BEGIN DATA FOR THE TASK
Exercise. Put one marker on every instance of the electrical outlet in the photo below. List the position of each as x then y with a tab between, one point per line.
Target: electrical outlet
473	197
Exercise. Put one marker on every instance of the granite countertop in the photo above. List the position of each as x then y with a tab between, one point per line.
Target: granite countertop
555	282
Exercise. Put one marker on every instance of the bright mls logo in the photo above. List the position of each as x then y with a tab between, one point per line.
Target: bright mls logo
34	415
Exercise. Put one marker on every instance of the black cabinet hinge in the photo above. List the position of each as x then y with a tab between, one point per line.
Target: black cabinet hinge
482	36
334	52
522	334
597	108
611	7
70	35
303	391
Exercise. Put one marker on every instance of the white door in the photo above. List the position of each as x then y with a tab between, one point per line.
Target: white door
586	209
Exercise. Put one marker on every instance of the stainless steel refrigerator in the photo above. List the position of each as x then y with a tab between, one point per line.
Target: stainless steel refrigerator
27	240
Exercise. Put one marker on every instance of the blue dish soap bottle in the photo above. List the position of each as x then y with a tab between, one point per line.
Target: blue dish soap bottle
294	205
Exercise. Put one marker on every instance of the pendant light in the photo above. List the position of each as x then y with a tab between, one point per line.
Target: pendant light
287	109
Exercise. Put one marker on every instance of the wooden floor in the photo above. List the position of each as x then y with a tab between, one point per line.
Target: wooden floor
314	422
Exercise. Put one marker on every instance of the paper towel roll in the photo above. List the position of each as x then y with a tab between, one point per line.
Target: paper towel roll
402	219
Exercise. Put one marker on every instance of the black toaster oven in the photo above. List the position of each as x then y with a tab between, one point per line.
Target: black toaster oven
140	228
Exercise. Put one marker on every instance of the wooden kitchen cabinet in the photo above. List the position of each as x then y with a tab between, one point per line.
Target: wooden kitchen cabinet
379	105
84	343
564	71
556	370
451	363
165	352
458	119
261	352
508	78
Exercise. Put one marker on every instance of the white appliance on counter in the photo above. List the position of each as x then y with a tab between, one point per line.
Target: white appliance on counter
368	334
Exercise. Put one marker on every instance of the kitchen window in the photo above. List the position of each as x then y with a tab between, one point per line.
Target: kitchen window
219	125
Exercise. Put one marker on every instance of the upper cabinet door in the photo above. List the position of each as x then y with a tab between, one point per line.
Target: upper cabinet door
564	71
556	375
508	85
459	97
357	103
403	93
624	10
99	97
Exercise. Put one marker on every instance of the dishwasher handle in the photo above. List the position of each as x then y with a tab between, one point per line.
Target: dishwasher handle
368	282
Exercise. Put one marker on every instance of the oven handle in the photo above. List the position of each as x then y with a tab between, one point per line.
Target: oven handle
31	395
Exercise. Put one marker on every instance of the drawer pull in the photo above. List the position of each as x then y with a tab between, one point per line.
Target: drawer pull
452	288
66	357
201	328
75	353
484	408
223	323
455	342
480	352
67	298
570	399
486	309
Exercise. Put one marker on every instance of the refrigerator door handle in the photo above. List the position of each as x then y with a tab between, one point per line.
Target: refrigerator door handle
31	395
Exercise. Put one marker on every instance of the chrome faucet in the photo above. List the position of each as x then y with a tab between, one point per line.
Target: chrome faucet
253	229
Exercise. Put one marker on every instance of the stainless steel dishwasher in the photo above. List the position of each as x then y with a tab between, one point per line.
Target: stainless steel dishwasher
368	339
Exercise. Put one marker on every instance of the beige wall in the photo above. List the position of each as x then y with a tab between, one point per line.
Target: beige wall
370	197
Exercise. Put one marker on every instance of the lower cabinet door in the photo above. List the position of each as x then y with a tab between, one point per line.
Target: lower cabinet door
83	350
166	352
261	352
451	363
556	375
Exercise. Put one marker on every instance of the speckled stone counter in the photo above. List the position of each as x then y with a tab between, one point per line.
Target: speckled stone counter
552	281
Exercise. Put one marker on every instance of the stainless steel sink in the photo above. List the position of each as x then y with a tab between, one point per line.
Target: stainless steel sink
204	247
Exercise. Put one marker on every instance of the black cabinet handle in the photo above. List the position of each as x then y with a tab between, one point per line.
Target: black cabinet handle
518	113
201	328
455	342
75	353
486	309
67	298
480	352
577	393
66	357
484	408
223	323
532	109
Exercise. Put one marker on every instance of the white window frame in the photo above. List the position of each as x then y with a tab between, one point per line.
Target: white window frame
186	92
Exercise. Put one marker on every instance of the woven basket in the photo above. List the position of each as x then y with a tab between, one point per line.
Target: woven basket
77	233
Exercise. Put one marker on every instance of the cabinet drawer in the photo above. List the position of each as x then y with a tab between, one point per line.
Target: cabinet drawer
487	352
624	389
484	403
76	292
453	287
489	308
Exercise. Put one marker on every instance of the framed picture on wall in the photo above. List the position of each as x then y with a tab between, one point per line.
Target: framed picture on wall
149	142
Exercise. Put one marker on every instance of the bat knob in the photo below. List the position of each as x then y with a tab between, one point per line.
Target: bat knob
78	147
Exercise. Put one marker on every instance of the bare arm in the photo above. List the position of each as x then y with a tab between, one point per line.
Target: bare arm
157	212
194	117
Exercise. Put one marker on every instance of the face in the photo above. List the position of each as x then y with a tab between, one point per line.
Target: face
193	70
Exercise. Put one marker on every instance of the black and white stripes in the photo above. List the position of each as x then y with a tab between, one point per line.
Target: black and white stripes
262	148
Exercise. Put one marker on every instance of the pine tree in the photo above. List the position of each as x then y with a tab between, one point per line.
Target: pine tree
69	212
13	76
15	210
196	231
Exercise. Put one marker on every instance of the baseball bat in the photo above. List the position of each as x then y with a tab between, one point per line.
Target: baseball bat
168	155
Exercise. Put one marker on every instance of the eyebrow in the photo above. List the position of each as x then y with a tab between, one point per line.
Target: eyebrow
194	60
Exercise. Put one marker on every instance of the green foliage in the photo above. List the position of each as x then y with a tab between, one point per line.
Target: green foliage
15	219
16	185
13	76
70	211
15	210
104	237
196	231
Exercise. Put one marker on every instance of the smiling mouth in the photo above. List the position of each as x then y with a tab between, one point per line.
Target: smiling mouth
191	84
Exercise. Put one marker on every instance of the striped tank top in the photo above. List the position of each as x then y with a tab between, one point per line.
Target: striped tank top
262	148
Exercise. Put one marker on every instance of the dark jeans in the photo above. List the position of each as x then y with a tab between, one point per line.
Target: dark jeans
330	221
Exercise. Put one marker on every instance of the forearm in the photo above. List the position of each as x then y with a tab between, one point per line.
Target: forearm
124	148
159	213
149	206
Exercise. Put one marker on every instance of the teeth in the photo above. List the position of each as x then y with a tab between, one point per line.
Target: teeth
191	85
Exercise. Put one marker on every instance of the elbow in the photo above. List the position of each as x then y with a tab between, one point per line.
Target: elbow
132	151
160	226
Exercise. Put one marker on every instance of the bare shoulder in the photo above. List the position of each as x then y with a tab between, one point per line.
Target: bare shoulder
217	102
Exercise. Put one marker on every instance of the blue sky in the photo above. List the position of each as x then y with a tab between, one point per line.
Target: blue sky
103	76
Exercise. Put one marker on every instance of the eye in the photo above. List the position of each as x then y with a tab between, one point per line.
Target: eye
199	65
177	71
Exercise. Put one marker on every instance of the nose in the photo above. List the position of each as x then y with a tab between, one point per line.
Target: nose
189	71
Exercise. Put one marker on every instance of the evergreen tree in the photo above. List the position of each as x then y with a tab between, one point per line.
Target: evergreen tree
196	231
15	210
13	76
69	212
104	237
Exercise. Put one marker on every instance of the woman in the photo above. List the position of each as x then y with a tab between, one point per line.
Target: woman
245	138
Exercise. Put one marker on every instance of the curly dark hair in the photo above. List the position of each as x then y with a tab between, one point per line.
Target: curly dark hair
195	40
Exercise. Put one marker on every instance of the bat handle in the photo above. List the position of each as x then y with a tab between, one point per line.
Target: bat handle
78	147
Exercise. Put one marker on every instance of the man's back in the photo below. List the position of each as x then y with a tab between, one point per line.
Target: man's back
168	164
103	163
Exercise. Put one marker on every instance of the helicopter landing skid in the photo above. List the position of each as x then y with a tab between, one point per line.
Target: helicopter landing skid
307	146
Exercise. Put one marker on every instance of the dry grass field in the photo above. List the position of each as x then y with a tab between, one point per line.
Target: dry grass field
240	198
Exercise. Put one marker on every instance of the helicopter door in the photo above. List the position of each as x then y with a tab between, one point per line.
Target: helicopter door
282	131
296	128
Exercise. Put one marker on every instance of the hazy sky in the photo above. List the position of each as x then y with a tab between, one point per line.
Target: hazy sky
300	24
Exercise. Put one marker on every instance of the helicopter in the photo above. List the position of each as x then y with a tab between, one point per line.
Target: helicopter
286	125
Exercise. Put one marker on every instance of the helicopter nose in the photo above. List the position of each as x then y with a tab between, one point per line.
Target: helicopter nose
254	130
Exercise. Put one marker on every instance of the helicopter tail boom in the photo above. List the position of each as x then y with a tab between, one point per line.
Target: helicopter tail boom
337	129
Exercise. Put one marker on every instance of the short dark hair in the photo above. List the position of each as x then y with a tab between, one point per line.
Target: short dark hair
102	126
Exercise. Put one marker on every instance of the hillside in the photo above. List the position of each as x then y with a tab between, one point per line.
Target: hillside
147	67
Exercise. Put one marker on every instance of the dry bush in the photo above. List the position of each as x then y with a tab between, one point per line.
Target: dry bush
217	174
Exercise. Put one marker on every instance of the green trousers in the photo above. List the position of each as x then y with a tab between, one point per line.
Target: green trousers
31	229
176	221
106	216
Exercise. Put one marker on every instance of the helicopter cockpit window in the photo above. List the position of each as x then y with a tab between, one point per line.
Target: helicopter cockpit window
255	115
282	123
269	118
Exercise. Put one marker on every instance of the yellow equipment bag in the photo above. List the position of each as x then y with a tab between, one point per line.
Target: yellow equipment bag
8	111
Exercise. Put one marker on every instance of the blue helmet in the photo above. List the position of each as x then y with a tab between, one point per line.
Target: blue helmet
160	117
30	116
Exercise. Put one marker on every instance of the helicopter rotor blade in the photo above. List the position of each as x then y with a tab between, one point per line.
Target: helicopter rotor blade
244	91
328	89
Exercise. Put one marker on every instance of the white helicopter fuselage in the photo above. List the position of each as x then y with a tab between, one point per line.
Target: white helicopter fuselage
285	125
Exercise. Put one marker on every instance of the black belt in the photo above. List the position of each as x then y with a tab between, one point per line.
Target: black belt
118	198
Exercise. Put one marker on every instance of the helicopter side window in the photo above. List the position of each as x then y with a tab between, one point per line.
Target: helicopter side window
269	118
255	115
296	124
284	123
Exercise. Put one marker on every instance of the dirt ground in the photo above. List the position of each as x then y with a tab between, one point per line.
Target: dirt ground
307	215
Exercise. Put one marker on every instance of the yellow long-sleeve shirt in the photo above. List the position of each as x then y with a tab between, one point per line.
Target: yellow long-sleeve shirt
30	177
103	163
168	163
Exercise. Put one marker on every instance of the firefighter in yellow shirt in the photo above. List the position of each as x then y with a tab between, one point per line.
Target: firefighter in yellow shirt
END DATA FOR THE TASK
■ **ASSIGNMENT**
Go through the entries and copy every line with "firefighter".

■ **EXERCISE ANSWER**
Exercise. Put one marker on every instance of the firefighter in yellow shirt in the photo above. List the position of each as x then y with a tab between, one point per line.
Target: firefighter in yellow shirt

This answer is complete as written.